Task details ▸ Find the string "another" in the records. Copy every line it appears in.

-- Input records follows --

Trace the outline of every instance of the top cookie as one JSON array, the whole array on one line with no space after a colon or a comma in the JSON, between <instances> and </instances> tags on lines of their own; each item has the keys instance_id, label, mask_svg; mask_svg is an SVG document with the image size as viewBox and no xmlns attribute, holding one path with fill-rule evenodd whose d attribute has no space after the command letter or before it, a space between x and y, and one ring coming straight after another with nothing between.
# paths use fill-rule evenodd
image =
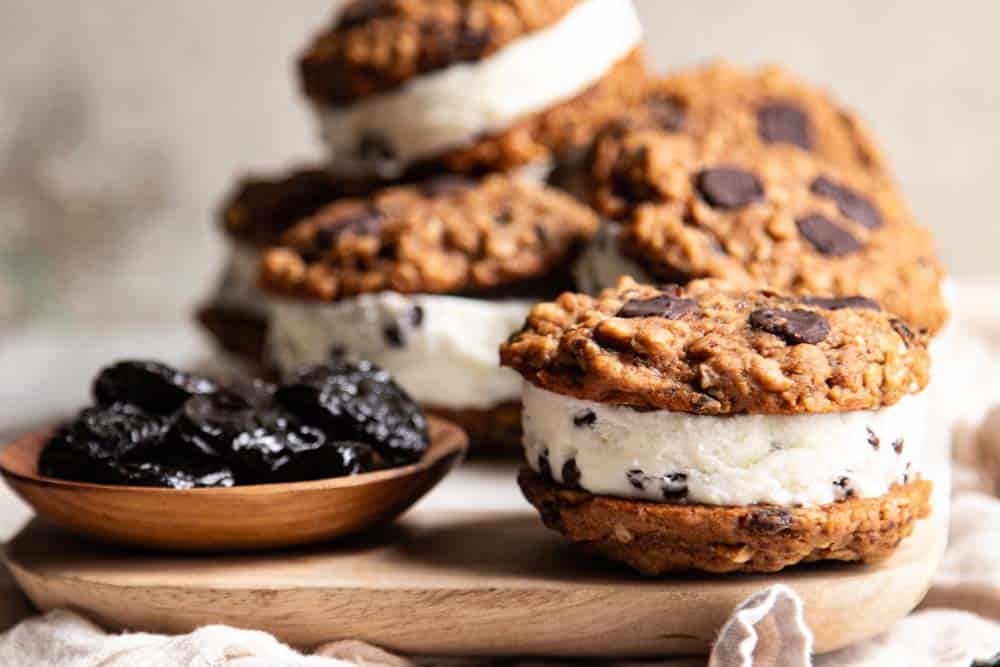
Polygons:
<instances>
[{"instance_id":1,"label":"top cookie","mask_svg":"<svg viewBox=\"0 0 1000 667\"><path fill-rule=\"evenodd\" d=\"M481 60L580 0L352 0L299 63L306 94L345 106L411 77Z\"/></svg>"},{"instance_id":2,"label":"top cookie","mask_svg":"<svg viewBox=\"0 0 1000 667\"><path fill-rule=\"evenodd\" d=\"M482 292L564 269L597 225L568 195L514 176L442 176L320 210L265 255L261 282L319 300Z\"/></svg>"},{"instance_id":3,"label":"top cookie","mask_svg":"<svg viewBox=\"0 0 1000 667\"><path fill-rule=\"evenodd\" d=\"M647 199L649 163L669 159L656 146L676 134L693 138L707 160L791 147L890 180L867 129L829 95L776 66L746 72L715 63L650 82L645 103L601 134L587 164L601 213L619 217Z\"/></svg>"},{"instance_id":4,"label":"top cookie","mask_svg":"<svg viewBox=\"0 0 1000 667\"><path fill-rule=\"evenodd\" d=\"M926 337L868 299L622 278L532 309L505 366L576 398L696 414L877 409L928 381Z\"/></svg>"},{"instance_id":5,"label":"top cookie","mask_svg":"<svg viewBox=\"0 0 1000 667\"><path fill-rule=\"evenodd\" d=\"M796 149L681 157L691 144L679 135L649 143L643 187L655 203L634 211L618 244L649 275L860 294L916 328L944 326L933 239L894 187Z\"/></svg>"},{"instance_id":6,"label":"top cookie","mask_svg":"<svg viewBox=\"0 0 1000 667\"><path fill-rule=\"evenodd\" d=\"M330 202L373 186L300 167L282 175L251 176L237 184L219 217L229 236L256 246L277 245L296 222Z\"/></svg>"}]
</instances>

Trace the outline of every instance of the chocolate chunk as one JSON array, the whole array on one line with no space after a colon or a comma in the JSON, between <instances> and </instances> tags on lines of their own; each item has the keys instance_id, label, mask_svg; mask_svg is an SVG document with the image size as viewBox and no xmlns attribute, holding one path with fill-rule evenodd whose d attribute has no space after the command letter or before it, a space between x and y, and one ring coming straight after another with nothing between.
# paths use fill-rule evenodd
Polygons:
<instances>
[{"instance_id":1,"label":"chocolate chunk","mask_svg":"<svg viewBox=\"0 0 1000 667\"><path fill-rule=\"evenodd\" d=\"M897 454L902 454L903 453L903 439L902 438L896 438L893 441L893 443L892 443L892 451L896 452Z\"/></svg>"},{"instance_id":2,"label":"chocolate chunk","mask_svg":"<svg viewBox=\"0 0 1000 667\"><path fill-rule=\"evenodd\" d=\"M632 299L625 303L615 317L663 317L679 320L698 307L694 299L682 299L661 294L651 299Z\"/></svg>"},{"instance_id":3,"label":"chocolate chunk","mask_svg":"<svg viewBox=\"0 0 1000 667\"><path fill-rule=\"evenodd\" d=\"M348 232L363 236L365 234L374 234L381 226L382 215L377 211L370 211L325 224L316 230L313 240L320 248L332 248L336 244L337 239Z\"/></svg>"},{"instance_id":4,"label":"chocolate chunk","mask_svg":"<svg viewBox=\"0 0 1000 667\"><path fill-rule=\"evenodd\" d=\"M638 468L633 468L625 473L628 478L628 483L632 485L632 488L638 489L639 491L646 490L646 475Z\"/></svg>"},{"instance_id":5,"label":"chocolate chunk","mask_svg":"<svg viewBox=\"0 0 1000 667\"><path fill-rule=\"evenodd\" d=\"M903 484L910 481L910 471L913 468L913 464L910 461L906 462L906 469L903 471Z\"/></svg>"},{"instance_id":6,"label":"chocolate chunk","mask_svg":"<svg viewBox=\"0 0 1000 667\"><path fill-rule=\"evenodd\" d=\"M839 257L861 250L862 243L843 227L814 213L795 221L799 233L823 255Z\"/></svg>"},{"instance_id":7,"label":"chocolate chunk","mask_svg":"<svg viewBox=\"0 0 1000 667\"><path fill-rule=\"evenodd\" d=\"M330 358L331 359L343 359L347 356L347 346L346 345L331 345L330 346Z\"/></svg>"},{"instance_id":8,"label":"chocolate chunk","mask_svg":"<svg viewBox=\"0 0 1000 667\"><path fill-rule=\"evenodd\" d=\"M764 196L764 188L749 171L735 167L706 169L695 180L698 194L714 208L736 209Z\"/></svg>"},{"instance_id":9,"label":"chocolate chunk","mask_svg":"<svg viewBox=\"0 0 1000 667\"><path fill-rule=\"evenodd\" d=\"M549 463L549 450L538 455L538 474L545 479L552 479L552 465Z\"/></svg>"},{"instance_id":10,"label":"chocolate chunk","mask_svg":"<svg viewBox=\"0 0 1000 667\"><path fill-rule=\"evenodd\" d=\"M808 310L761 308L750 313L750 326L783 339L789 345L816 344L830 335L822 315Z\"/></svg>"},{"instance_id":11,"label":"chocolate chunk","mask_svg":"<svg viewBox=\"0 0 1000 667\"><path fill-rule=\"evenodd\" d=\"M593 426L597 422L597 413L593 410L584 410L583 412L578 412L573 417L573 426L577 428L583 428L584 426Z\"/></svg>"},{"instance_id":12,"label":"chocolate chunk","mask_svg":"<svg viewBox=\"0 0 1000 667\"><path fill-rule=\"evenodd\" d=\"M474 181L464 176L445 174L425 181L421 189L426 197L450 197L474 185Z\"/></svg>"},{"instance_id":13,"label":"chocolate chunk","mask_svg":"<svg viewBox=\"0 0 1000 667\"><path fill-rule=\"evenodd\" d=\"M837 209L846 217L868 229L877 229L884 223L875 206L846 185L834 183L826 176L819 176L809 189L813 194L827 197L837 203Z\"/></svg>"},{"instance_id":14,"label":"chocolate chunk","mask_svg":"<svg viewBox=\"0 0 1000 667\"><path fill-rule=\"evenodd\" d=\"M406 335L403 333L403 328L399 326L399 322L387 324L382 329L382 335L390 347L406 347Z\"/></svg>"},{"instance_id":15,"label":"chocolate chunk","mask_svg":"<svg viewBox=\"0 0 1000 667\"><path fill-rule=\"evenodd\" d=\"M420 327L424 323L424 309L423 306L414 306L413 310L410 311L410 324L415 328Z\"/></svg>"},{"instance_id":16,"label":"chocolate chunk","mask_svg":"<svg viewBox=\"0 0 1000 667\"><path fill-rule=\"evenodd\" d=\"M875 435L875 431L871 430L870 428L865 428L865 430L868 431L868 444L871 445L874 449L878 449L879 445L882 444L882 441L879 440L879 437L877 435Z\"/></svg>"},{"instance_id":17,"label":"chocolate chunk","mask_svg":"<svg viewBox=\"0 0 1000 667\"><path fill-rule=\"evenodd\" d=\"M843 310L845 308L882 310L876 302L866 296L844 296L832 298L825 296L807 296L802 299L802 303L807 306L826 308L827 310Z\"/></svg>"},{"instance_id":18,"label":"chocolate chunk","mask_svg":"<svg viewBox=\"0 0 1000 667\"><path fill-rule=\"evenodd\" d=\"M760 138L769 144L794 144L812 150L809 116L795 105L772 102L761 106L757 109L757 125Z\"/></svg>"},{"instance_id":19,"label":"chocolate chunk","mask_svg":"<svg viewBox=\"0 0 1000 667\"><path fill-rule=\"evenodd\" d=\"M562 483L571 489L580 488L580 469L576 465L576 459L570 459L563 464Z\"/></svg>"},{"instance_id":20,"label":"chocolate chunk","mask_svg":"<svg viewBox=\"0 0 1000 667\"><path fill-rule=\"evenodd\" d=\"M666 500L679 500L687 495L688 483L687 475L682 472L673 472L664 475L660 481L660 491Z\"/></svg>"},{"instance_id":21,"label":"chocolate chunk","mask_svg":"<svg viewBox=\"0 0 1000 667\"><path fill-rule=\"evenodd\" d=\"M396 149L388 139L374 132L366 132L358 138L358 157L365 162L392 164L396 161Z\"/></svg>"},{"instance_id":22,"label":"chocolate chunk","mask_svg":"<svg viewBox=\"0 0 1000 667\"><path fill-rule=\"evenodd\" d=\"M771 507L753 508L741 521L743 527L760 535L777 535L792 527L792 515Z\"/></svg>"},{"instance_id":23,"label":"chocolate chunk","mask_svg":"<svg viewBox=\"0 0 1000 667\"><path fill-rule=\"evenodd\" d=\"M684 103L673 95L650 95L646 109L653 120L667 132L679 132L684 127Z\"/></svg>"},{"instance_id":24,"label":"chocolate chunk","mask_svg":"<svg viewBox=\"0 0 1000 667\"><path fill-rule=\"evenodd\" d=\"M899 334L899 337L906 343L906 347L910 347L915 336L910 327L906 326L906 322L900 319L892 319L889 321L889 324L892 326L892 330Z\"/></svg>"},{"instance_id":25,"label":"chocolate chunk","mask_svg":"<svg viewBox=\"0 0 1000 667\"><path fill-rule=\"evenodd\" d=\"M848 498L854 497L854 488L850 477L838 477L833 480L833 486L834 492L837 495L837 500L847 500Z\"/></svg>"}]
</instances>

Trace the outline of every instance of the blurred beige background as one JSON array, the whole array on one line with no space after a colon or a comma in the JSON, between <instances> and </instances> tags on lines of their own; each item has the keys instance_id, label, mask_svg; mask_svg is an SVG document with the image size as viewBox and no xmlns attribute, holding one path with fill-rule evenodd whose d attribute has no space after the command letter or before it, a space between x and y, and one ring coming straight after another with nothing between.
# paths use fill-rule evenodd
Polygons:
<instances>
[{"instance_id":1,"label":"blurred beige background","mask_svg":"<svg viewBox=\"0 0 1000 667\"><path fill-rule=\"evenodd\" d=\"M318 154L294 54L331 0L0 0L0 323L173 321L235 174ZM779 61L868 118L956 273L997 271L1000 3L638 0L658 68Z\"/></svg>"}]
</instances>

-- Input records concluded --

Task result ▸
Trace the outline of every instance of the top cookie as one JSON array, the whole array on one line with no space after a colon or a comma in the JSON, between <instances> and </instances> tags on lines of their own; each item has the keys instance_id, label, mask_svg; mask_svg is an SVG document with the image size as viewBox and no xmlns attribute, holding one path with fill-rule evenodd whose d attribute has no space after the command letter or before it, a space between x and y, and one ring coming straight after another with nothing between.
Trace the outline of every instance of the chocolate chunk as one JSON array, the whole array on one line with no space after a colon or a comma in the JSON, between <instances> and </instances> tags on lines of their own; each item has the keys instance_id, label, mask_svg; mask_svg is an SVG document with the image size as viewBox and no xmlns attribute, holding one path with fill-rule evenodd whose d attribute has no space after the command letter or before it, a space between x and y, and one ring coming straight after another with nothing between.
Trace the outline of every instance of the blurred beige background as one JSON array, the whole array on one line with no space after a colon or a comma in the JSON, between <instances> and </instances> tags on lines of their own; each item has the keys instance_id, label, mask_svg; mask_svg is an SVG document with the image size as viewBox and no xmlns attribute, holding one path with fill-rule evenodd whose d attribute has no space after the command letter or before it, a space between x and y, and one ring coming straight after another with nothing between.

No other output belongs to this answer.